## Task statement
Copy out only the lines from the one containing "Please indicate the bare tree in" through the one containing "(1178, 619)", swapping "bare tree" for "leafless tree" and leaving the rest unchanged.

________________

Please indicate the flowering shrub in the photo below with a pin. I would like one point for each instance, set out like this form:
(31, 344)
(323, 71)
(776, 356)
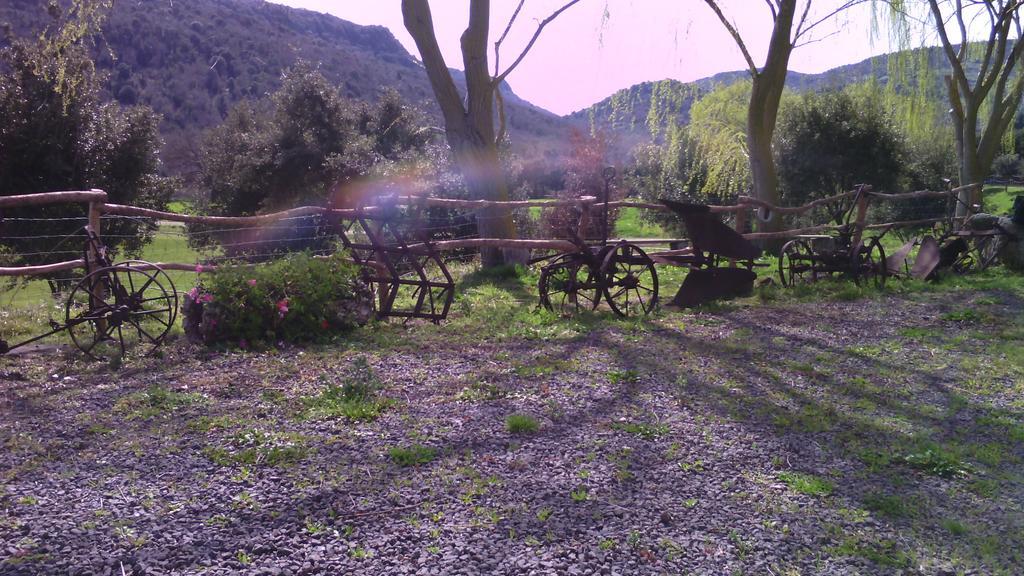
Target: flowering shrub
(296, 298)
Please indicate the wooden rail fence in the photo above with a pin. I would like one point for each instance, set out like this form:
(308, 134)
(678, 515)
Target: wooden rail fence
(97, 207)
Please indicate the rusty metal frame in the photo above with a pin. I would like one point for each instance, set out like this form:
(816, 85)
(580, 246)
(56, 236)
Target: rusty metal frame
(391, 264)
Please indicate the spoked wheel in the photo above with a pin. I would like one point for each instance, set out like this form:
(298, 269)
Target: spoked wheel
(568, 286)
(116, 309)
(869, 263)
(629, 280)
(796, 263)
(161, 276)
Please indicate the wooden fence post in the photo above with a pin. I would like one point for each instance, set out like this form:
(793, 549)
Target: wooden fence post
(858, 227)
(740, 224)
(95, 223)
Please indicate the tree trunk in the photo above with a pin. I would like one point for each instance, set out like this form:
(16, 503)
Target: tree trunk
(481, 169)
(469, 128)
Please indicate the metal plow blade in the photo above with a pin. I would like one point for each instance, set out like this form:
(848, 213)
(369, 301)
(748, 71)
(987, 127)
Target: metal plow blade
(711, 284)
(928, 258)
(898, 263)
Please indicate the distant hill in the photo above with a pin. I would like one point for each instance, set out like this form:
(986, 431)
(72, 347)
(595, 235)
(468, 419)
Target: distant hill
(642, 112)
(193, 59)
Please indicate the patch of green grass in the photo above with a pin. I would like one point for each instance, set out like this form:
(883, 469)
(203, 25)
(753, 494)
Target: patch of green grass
(810, 418)
(413, 455)
(937, 460)
(631, 223)
(542, 366)
(580, 494)
(617, 377)
(210, 423)
(966, 315)
(521, 423)
(353, 399)
(954, 527)
(155, 401)
(807, 484)
(884, 552)
(479, 391)
(255, 447)
(888, 505)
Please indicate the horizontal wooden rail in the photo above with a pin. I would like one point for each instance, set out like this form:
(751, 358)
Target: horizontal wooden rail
(42, 269)
(72, 197)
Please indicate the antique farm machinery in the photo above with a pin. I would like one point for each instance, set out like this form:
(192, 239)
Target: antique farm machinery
(398, 260)
(960, 244)
(621, 274)
(115, 306)
(846, 252)
(721, 260)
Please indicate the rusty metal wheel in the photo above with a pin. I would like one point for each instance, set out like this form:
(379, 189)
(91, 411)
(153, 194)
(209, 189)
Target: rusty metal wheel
(869, 263)
(117, 309)
(568, 286)
(796, 263)
(629, 280)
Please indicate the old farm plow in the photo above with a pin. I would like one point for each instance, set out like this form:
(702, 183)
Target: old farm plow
(115, 306)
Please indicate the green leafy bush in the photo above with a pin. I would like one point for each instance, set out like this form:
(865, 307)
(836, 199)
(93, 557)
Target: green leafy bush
(521, 423)
(296, 298)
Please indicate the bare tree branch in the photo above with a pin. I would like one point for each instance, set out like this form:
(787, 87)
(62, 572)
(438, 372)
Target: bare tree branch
(846, 5)
(499, 78)
(498, 44)
(735, 35)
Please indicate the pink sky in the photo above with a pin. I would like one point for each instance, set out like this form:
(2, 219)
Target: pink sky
(580, 60)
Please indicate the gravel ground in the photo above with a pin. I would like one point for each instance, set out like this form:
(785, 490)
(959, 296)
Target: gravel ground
(731, 442)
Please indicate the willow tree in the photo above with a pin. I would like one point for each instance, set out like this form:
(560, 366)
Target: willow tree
(470, 124)
(985, 83)
(792, 27)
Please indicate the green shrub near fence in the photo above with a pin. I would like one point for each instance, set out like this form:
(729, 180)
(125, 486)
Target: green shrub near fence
(296, 298)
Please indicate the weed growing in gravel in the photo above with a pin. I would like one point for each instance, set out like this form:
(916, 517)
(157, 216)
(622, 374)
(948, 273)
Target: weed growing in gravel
(255, 447)
(354, 398)
(888, 505)
(641, 429)
(414, 455)
(694, 466)
(479, 391)
(313, 528)
(359, 552)
(807, 484)
(156, 401)
(954, 527)
(617, 377)
(966, 315)
(521, 423)
(937, 461)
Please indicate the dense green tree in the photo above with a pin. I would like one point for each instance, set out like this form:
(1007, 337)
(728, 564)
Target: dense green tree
(828, 141)
(55, 134)
(302, 144)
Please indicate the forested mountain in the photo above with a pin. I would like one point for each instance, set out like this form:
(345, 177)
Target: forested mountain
(645, 110)
(193, 59)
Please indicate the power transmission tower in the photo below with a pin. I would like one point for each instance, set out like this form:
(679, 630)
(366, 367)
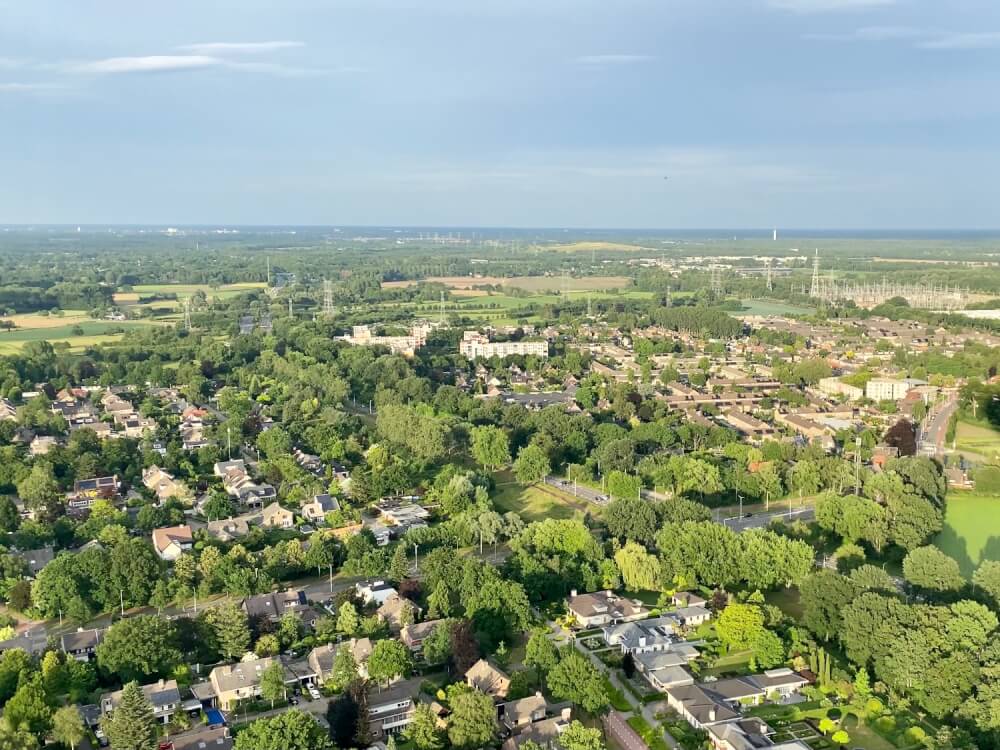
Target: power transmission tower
(327, 297)
(717, 281)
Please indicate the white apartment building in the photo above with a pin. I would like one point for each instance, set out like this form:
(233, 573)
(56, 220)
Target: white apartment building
(475, 344)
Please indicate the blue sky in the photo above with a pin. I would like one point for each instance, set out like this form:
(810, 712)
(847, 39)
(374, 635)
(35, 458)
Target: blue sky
(795, 113)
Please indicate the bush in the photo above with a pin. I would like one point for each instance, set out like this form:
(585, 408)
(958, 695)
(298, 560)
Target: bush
(885, 724)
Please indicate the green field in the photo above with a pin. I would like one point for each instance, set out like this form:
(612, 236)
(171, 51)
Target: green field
(981, 440)
(94, 332)
(532, 503)
(770, 307)
(971, 529)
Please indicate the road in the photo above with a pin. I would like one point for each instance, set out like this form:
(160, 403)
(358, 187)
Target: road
(763, 520)
(577, 490)
(932, 437)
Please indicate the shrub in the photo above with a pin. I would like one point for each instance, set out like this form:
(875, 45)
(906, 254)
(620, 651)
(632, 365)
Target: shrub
(885, 724)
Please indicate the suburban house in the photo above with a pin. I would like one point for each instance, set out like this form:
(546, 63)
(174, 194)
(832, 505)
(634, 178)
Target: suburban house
(87, 491)
(488, 679)
(316, 509)
(544, 733)
(229, 529)
(163, 695)
(82, 644)
(231, 683)
(36, 559)
(657, 634)
(274, 605)
(413, 635)
(321, 658)
(391, 709)
(515, 715)
(274, 516)
(377, 591)
(604, 608)
(172, 541)
(163, 484)
(398, 611)
(708, 703)
(665, 669)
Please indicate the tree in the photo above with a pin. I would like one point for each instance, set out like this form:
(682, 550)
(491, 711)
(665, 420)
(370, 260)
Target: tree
(540, 652)
(423, 731)
(29, 707)
(348, 621)
(68, 727)
(987, 577)
(490, 447)
(16, 738)
(630, 518)
(436, 647)
(575, 679)
(291, 730)
(272, 683)
(389, 659)
(532, 465)
(342, 717)
(232, 630)
(345, 668)
(141, 647)
(578, 737)
(931, 569)
(473, 721)
(740, 625)
(640, 570)
(902, 435)
(131, 725)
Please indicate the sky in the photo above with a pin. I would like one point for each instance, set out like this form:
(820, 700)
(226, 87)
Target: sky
(856, 114)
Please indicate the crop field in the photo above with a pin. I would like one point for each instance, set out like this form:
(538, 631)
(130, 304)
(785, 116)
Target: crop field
(769, 307)
(971, 531)
(185, 290)
(981, 440)
(528, 283)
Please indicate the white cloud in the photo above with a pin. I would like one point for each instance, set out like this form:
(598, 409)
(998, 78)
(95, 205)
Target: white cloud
(598, 60)
(26, 88)
(827, 6)
(963, 41)
(145, 64)
(238, 48)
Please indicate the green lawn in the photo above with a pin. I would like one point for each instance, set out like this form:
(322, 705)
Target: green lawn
(971, 529)
(532, 503)
(981, 440)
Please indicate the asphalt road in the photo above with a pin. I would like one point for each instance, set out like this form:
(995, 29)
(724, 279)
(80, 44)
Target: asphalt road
(763, 520)
(932, 437)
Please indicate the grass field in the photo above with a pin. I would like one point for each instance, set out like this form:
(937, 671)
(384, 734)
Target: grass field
(971, 531)
(770, 307)
(532, 503)
(981, 440)
(62, 330)
(528, 283)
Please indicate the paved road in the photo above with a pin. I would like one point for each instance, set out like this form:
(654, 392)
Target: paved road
(932, 437)
(763, 520)
(577, 490)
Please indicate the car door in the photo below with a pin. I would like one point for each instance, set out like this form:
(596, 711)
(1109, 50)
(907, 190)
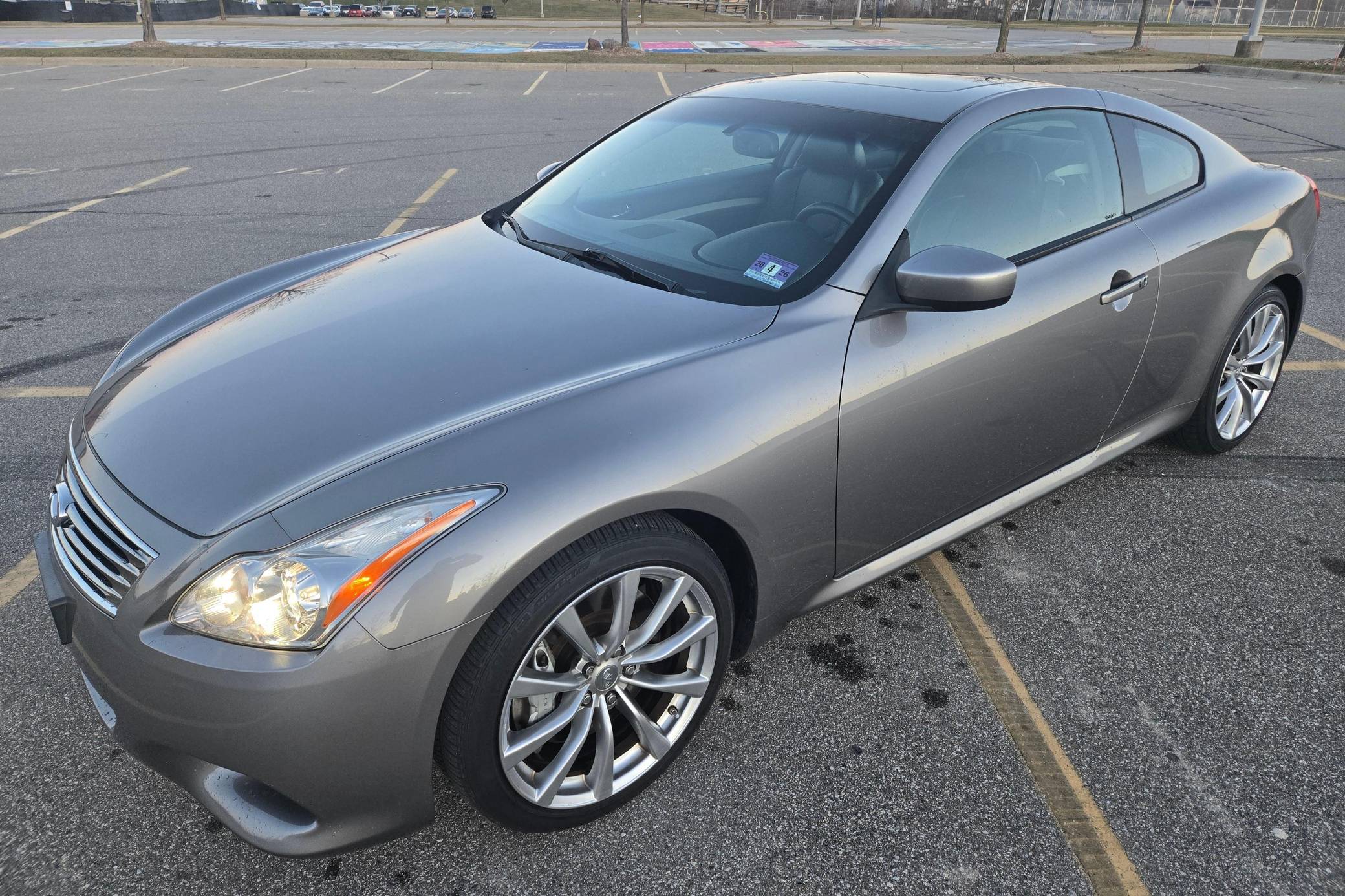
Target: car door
(943, 412)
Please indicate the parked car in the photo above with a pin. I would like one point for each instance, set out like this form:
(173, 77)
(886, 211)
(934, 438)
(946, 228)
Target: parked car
(740, 358)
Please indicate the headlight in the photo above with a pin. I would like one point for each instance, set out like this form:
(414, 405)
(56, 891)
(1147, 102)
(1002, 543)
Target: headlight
(294, 598)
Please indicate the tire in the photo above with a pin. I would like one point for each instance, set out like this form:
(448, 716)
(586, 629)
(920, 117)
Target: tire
(480, 723)
(1203, 434)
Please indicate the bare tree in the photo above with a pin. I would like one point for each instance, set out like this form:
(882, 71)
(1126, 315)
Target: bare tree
(1139, 28)
(1004, 28)
(147, 19)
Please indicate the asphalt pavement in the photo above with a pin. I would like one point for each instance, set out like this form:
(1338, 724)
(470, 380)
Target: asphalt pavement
(1178, 619)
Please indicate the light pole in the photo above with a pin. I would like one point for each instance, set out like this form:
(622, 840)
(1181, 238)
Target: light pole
(1253, 43)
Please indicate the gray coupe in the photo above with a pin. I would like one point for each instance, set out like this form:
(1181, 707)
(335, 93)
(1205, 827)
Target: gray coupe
(510, 494)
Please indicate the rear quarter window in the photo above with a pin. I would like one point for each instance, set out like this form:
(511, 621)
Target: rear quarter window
(1156, 163)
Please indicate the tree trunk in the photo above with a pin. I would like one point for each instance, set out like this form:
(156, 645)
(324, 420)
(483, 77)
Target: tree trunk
(1004, 28)
(147, 18)
(1139, 27)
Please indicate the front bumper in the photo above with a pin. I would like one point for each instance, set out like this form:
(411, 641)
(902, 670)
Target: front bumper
(297, 752)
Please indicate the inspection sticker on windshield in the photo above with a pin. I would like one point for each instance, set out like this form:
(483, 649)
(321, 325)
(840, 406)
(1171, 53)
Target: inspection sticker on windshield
(771, 271)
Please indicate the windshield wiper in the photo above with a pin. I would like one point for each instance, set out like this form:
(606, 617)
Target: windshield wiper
(595, 257)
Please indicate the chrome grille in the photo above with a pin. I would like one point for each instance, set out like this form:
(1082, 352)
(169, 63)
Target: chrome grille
(98, 553)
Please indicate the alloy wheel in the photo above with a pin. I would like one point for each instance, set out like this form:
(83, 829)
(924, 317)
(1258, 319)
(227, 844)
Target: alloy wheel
(607, 689)
(1250, 372)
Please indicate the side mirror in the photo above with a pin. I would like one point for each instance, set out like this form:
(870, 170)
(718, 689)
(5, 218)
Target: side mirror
(954, 279)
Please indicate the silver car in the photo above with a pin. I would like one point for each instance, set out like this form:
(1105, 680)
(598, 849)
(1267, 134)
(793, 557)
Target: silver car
(510, 494)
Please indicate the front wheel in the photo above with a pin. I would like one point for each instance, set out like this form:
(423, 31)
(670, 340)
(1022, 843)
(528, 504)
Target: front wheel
(591, 677)
(1242, 387)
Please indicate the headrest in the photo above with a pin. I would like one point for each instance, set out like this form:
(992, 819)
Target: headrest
(834, 155)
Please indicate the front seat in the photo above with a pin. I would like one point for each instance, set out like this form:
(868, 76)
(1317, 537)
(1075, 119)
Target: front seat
(828, 170)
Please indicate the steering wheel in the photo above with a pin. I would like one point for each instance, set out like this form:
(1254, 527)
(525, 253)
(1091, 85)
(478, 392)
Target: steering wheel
(839, 213)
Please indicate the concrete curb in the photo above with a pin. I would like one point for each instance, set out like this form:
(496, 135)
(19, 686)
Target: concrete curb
(709, 65)
(1275, 74)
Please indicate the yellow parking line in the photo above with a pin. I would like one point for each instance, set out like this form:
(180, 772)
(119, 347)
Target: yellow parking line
(18, 579)
(31, 70)
(529, 92)
(401, 82)
(81, 206)
(1329, 338)
(45, 392)
(1086, 829)
(400, 221)
(240, 87)
(1315, 365)
(125, 78)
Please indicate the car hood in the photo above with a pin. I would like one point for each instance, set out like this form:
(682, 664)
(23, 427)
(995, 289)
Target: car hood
(444, 330)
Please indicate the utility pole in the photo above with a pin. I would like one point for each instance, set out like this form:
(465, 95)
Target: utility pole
(1250, 47)
(1004, 27)
(147, 21)
(1139, 28)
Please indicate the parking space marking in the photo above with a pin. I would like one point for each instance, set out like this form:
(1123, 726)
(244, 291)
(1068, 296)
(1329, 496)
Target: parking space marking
(529, 92)
(1329, 338)
(31, 70)
(1086, 829)
(81, 206)
(400, 221)
(1315, 365)
(45, 392)
(401, 82)
(125, 78)
(240, 87)
(18, 579)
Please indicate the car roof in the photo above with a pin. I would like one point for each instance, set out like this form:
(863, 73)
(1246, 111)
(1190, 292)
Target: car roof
(929, 97)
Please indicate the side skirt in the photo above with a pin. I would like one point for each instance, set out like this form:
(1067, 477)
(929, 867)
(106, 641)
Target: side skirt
(905, 555)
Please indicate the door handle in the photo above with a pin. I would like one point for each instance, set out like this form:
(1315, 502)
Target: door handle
(1124, 290)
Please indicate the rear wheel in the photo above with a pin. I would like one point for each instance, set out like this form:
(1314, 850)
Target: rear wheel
(1242, 387)
(591, 677)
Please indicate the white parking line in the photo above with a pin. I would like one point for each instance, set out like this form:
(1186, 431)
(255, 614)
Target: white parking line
(81, 206)
(261, 81)
(529, 92)
(402, 81)
(31, 70)
(127, 78)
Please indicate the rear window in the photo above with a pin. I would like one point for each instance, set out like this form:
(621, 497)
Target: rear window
(1156, 163)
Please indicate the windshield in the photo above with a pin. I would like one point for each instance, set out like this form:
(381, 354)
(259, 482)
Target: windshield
(742, 201)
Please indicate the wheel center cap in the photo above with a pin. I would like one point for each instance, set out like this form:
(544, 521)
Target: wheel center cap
(606, 677)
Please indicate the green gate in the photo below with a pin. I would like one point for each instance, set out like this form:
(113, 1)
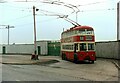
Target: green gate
(3, 50)
(54, 48)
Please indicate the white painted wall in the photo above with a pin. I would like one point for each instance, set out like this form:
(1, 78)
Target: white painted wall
(20, 48)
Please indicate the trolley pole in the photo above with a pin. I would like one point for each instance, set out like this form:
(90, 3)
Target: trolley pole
(34, 56)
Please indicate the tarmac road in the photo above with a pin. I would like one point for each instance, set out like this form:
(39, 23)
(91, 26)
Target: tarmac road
(101, 70)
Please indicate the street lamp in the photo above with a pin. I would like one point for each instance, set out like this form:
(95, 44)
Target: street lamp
(34, 55)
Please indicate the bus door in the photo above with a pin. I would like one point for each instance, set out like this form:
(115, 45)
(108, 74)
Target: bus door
(75, 52)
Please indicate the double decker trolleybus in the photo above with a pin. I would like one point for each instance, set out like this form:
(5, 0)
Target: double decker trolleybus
(78, 44)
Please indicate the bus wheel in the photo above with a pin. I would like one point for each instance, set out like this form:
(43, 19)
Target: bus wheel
(92, 62)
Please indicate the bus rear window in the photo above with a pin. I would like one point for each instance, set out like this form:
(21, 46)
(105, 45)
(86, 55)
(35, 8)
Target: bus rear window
(83, 47)
(90, 46)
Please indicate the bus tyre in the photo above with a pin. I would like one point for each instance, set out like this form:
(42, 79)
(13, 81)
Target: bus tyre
(92, 62)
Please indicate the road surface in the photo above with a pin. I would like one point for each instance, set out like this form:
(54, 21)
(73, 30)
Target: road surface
(101, 70)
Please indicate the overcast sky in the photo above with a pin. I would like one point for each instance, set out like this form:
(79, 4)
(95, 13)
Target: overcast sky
(99, 14)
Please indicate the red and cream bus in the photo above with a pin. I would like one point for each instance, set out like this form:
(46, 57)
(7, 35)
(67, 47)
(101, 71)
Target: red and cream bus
(78, 44)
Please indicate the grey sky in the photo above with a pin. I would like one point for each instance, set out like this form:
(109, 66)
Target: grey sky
(101, 15)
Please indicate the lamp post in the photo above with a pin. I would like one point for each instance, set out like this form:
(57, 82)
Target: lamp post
(34, 55)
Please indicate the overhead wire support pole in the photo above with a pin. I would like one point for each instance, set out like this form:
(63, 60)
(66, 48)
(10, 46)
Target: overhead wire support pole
(7, 27)
(34, 56)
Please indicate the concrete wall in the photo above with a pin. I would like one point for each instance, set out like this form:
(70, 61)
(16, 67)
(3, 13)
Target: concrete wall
(20, 49)
(108, 49)
(25, 48)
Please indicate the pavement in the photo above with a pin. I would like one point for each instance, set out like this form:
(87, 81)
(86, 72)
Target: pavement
(26, 60)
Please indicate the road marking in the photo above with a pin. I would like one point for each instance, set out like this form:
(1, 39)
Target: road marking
(17, 80)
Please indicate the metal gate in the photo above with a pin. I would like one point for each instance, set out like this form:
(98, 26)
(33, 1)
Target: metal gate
(54, 48)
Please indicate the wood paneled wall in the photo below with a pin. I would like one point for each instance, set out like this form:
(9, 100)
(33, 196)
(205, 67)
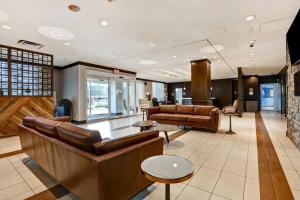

________________

## Completed task
Please indicate the leafless tree in the photo above with a pin. I would like one point for each instance, set out like this form:
(882, 71)
(1126, 315)
Target: leafless tree
(1139, 28)
(1004, 28)
(147, 19)
Please indicate the asphalt pavement in the photo above with a pin. I would like one point for each instance, set out like this form:
(1338, 724)
(470, 380)
Target: asphalt pavement
(1178, 619)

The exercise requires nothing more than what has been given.